• **Problem to solve**: Copy the records below, switching each "Target" for "Object" and leaving everything else unchanged. Leave the pictures out.

• **Material for the task**:
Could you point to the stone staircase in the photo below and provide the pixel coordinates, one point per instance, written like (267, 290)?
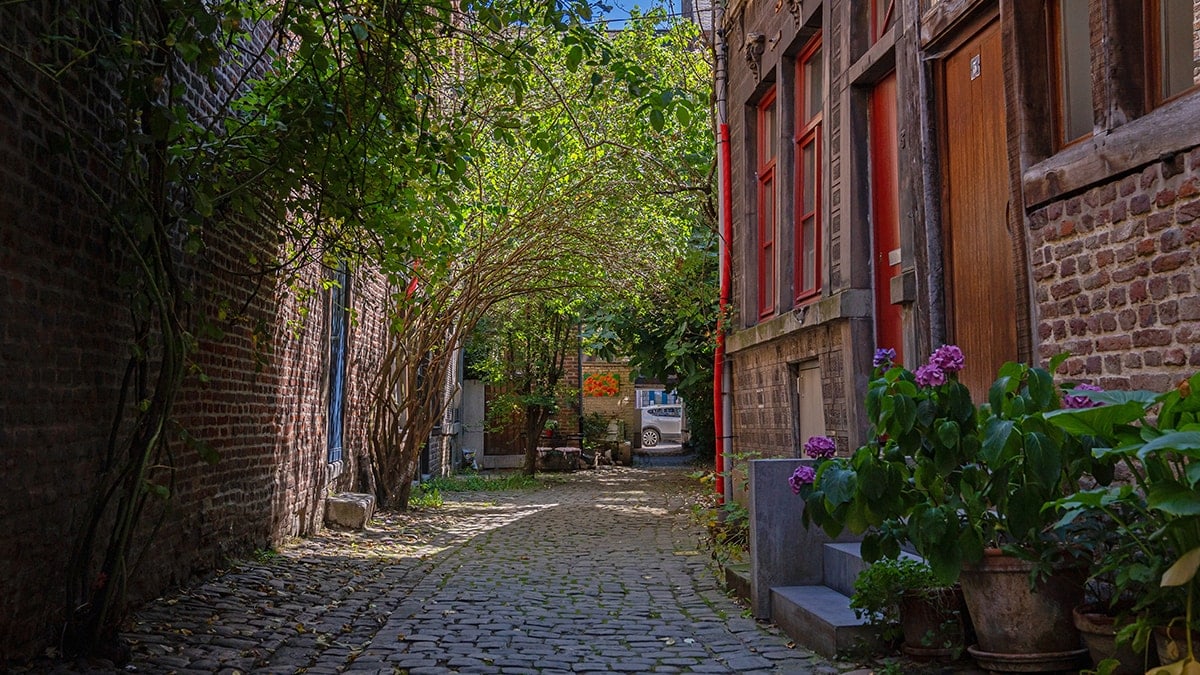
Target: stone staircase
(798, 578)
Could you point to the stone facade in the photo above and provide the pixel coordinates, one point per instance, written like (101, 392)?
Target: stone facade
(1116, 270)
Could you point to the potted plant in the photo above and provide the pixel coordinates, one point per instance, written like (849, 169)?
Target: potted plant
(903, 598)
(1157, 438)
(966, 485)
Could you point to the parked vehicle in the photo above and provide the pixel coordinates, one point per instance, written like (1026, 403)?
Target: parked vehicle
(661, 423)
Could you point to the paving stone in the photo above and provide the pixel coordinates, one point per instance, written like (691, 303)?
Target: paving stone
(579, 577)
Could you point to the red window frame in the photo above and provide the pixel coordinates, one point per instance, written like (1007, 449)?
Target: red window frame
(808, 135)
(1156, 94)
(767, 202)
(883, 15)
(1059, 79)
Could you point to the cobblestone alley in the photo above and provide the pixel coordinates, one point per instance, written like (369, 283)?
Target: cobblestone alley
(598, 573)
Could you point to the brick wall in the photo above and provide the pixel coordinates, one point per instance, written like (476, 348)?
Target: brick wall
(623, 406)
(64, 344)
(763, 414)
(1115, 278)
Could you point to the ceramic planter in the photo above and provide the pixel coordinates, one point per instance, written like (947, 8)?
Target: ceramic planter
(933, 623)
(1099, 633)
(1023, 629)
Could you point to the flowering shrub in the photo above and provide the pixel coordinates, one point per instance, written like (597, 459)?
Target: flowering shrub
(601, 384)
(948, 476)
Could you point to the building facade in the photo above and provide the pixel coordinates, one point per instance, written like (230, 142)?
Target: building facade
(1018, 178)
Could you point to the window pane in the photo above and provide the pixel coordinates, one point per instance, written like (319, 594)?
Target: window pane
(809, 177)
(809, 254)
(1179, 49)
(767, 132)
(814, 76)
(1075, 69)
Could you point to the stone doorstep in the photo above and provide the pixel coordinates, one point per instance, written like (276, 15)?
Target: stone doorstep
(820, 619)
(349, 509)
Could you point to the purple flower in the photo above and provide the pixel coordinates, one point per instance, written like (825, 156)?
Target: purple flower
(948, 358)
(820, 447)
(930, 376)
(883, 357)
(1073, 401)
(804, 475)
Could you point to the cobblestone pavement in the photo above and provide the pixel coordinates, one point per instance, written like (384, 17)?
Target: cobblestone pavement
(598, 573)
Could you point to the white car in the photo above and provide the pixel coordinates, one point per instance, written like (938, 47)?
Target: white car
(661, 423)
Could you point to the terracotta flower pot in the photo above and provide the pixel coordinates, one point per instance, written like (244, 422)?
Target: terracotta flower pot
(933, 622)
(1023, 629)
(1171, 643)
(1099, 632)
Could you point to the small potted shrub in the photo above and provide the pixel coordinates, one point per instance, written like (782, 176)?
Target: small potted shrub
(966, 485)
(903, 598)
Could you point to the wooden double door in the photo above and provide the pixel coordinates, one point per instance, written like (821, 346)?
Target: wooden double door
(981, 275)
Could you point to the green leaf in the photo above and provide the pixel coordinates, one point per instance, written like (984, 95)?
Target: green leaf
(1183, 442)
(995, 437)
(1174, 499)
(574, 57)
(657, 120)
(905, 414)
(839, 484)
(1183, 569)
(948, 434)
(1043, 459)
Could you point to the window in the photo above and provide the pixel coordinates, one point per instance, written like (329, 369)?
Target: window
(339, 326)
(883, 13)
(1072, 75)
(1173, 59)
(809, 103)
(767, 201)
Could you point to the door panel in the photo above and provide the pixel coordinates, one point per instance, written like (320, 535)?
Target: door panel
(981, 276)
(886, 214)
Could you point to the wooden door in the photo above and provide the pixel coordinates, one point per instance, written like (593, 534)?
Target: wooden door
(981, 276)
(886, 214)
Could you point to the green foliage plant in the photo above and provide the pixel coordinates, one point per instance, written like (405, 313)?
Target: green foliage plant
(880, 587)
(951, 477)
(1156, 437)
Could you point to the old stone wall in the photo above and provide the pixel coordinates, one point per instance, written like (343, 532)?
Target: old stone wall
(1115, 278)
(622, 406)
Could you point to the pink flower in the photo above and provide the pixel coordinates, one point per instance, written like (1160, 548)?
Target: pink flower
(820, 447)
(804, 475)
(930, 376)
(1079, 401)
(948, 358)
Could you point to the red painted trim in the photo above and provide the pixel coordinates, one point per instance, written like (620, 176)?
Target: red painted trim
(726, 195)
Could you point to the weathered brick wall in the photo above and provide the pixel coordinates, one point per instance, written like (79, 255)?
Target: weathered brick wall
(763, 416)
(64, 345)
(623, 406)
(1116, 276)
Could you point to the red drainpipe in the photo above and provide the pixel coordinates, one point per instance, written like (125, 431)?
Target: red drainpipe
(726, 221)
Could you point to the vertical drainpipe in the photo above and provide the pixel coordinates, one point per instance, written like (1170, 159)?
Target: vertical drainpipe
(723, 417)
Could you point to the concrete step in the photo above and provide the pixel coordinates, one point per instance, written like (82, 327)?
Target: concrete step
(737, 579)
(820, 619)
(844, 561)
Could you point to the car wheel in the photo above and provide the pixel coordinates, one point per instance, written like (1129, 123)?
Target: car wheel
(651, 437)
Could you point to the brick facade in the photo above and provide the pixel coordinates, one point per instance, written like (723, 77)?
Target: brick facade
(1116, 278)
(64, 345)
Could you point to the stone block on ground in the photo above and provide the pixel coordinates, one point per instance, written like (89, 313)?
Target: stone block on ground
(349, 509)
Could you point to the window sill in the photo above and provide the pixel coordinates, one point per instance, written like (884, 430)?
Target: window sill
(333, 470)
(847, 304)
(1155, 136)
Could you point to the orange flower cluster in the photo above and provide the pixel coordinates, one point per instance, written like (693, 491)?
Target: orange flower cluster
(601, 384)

• **Full output**:
Could you point to the stone staircase in the photo below and provide the pixel coordinates, one point per instance, written like (267, 290)?
Object: stone staircase
(798, 578)
Could you point to the stone facade in the photo above and provide the pixel coordinates, one point per instance, written like (101, 392)?
Object: stone facade
(1116, 270)
Could you point to the potted plant in the photo above and provide the pixel coordinates, one point per instance, written like (849, 169)?
Object: potted plant
(903, 598)
(1157, 438)
(966, 485)
Could you point to the parked vehicle in the photo above and provide the pixel coordinates, one point per instance, written like (1026, 403)?
Object: parked vehicle
(661, 423)
Could you point to the paving stone in the photo above and provide the pixel coordinates, one point per instance, written like (691, 303)?
Object: paving stone
(579, 577)
Could you point to the red window frame in the photo above and provide the pixel coordinates, one point per instance, written like (1007, 449)?
Object: red window frame
(808, 135)
(1156, 94)
(767, 202)
(883, 15)
(1059, 79)
Could you point to the cobblestone alley in the photo above and provide the pixel coordinates, one point per instance, written like (369, 283)?
Object: cobblestone alley
(598, 573)
Could you point to the brick wall in the photo above and provide the pixel coordinates, one point per instance, written like (476, 348)?
Object: brick wall
(623, 406)
(64, 344)
(763, 414)
(1115, 278)
Could you point to the ceramic planter in the photo above and provide the pixel coordinates, one point per instance, written like (947, 8)?
Object: ceramic planter
(933, 623)
(1099, 633)
(1023, 629)
Could you point to the flowering shrub in the photo above and provide the pixel coordinates, one point per instance, written like (597, 459)?
Object: flowering shrub
(601, 384)
(948, 476)
Could you point to the building facade in the photo above and provide the pixel coordinates, one point per instance, written like (230, 142)?
Object: building facade
(1018, 178)
Could you point to the window pane in the photo above and provide the pixel coordinates, one point per instance, written like (319, 594)?
Object: window pane
(809, 177)
(809, 254)
(1179, 49)
(767, 132)
(814, 76)
(1075, 69)
Could you point to the stone doorstep in the photo above and provide the pixel coordinates, one point per instance, written like (276, 15)?
Object: stone doorstep
(820, 619)
(349, 509)
Could you point to the purple flower in the photo above and provide the pixel coordinates, one point per instance, written like (825, 156)?
Object: purple flower
(948, 358)
(820, 447)
(930, 376)
(883, 357)
(1073, 401)
(804, 475)
Could you point to the cobblestone pavement in the photo above and provide the pixel coordinates, one point per instance, written like (384, 17)?
Object: cobblestone pavement
(598, 573)
Could you point to the white car in the photo above and provide the pixel coordinates, one point per instance, written like (938, 47)?
Object: white car
(661, 423)
Could you point to the terracotta flower pot in the photo above and provide the pixel coordinates, one point per instance, written like (244, 422)?
Object: terracotta flower pot
(933, 622)
(1023, 629)
(1171, 643)
(1099, 632)
Could you point to the small potted shrub in the photo above and provide the pixel coordinates, one point per instance, written like (782, 176)?
Object: small potted shrub
(966, 485)
(903, 598)
Could you point to the wooden double door in the photo above and provide the pixel coordinates, one point per instance, written like (821, 346)?
Object: wooden double door
(981, 275)
Could you point to the green leaf in the photo above and provide the pixel coordinates, one point per instance, written like (984, 95)?
Object: green leaf
(1183, 442)
(995, 437)
(1174, 499)
(574, 57)
(657, 120)
(905, 414)
(839, 484)
(1183, 569)
(948, 434)
(1043, 459)
Could you point to the window in the photo above and provide the pixel coordinates, one point per instance, written like (329, 369)?
Object: window
(339, 326)
(883, 13)
(1072, 75)
(1173, 59)
(809, 103)
(767, 201)
Could you point to the door panel in the photo above and provide the pixel coordinates, one point per instance, written like (320, 535)?
Object: door panel
(981, 276)
(886, 214)
Could you point to the wooden door in the photo above and provide the pixel coordinates, one point per instance, written like (593, 534)?
Object: wooden door
(981, 276)
(886, 214)
Could you point to the green foliage plant in the photo above and provide the pixel coordinates, one point per instance, written like (405, 313)?
Object: green foliage plant
(880, 587)
(951, 477)
(1156, 437)
Could you point to the old stone wall in the photo above and provide the pixel coordinates, one point per instance, written like (343, 532)?
Object: old stone wall
(1115, 278)
(622, 406)
Could you point to the pink flower in the photo above and provide the pixel coordinates, one point per instance, written like (1160, 548)?
Object: pink flower
(820, 447)
(804, 475)
(930, 376)
(1079, 401)
(948, 358)
Could you point to the red painted trim in the photo above and provide the pixel coordinates, one point per instance, written like (620, 176)?
Object: red painted trim
(726, 195)
Could you point to the weathered brick wall in the photo above and provide the pixel coordinates, one point per instance, written like (79, 255)?
Object: weathered brick wall
(763, 416)
(64, 345)
(623, 406)
(1116, 276)
Could you point to the red drainpipe in the photo above and provide the pixel coordinates, one point per instance, written like (125, 431)?
Object: red drainpipe
(726, 221)
Could you point to the vertical drainpipe in the photo above and provide the pixel coordinates, one point per instance, written like (1170, 159)?
Object: vertical drainpipe
(723, 417)
Could you point to the concrete step in the photo above and provide the pixel coordinates, one point per instance, written like (82, 327)?
Object: concrete step
(737, 579)
(820, 619)
(844, 561)
Could you point to the car wheel in the photo above and provide the pixel coordinates, one point per instance, written like (1129, 123)?
Object: car wheel
(651, 437)
Could you point to the brick facade in the photo above and provide the pixel coordinates, one point per instance, written like (723, 77)?
Object: brick facade
(1116, 278)
(64, 345)
Could you point to the stone block on ground in the photo above and provide the pixel coordinates, one point per instance, written like (89, 313)?
Object: stone block on ground
(349, 509)
Could you point to the window sill in the photo above and provide the pixel coordinates, one point per instance, written like (884, 430)?
Object: window sill
(333, 470)
(847, 304)
(1155, 136)
Could you point to the orange flower cluster in the photo above and provide the pixel coordinates, one point per instance, written like (693, 491)?
Object: orange flower cluster
(601, 384)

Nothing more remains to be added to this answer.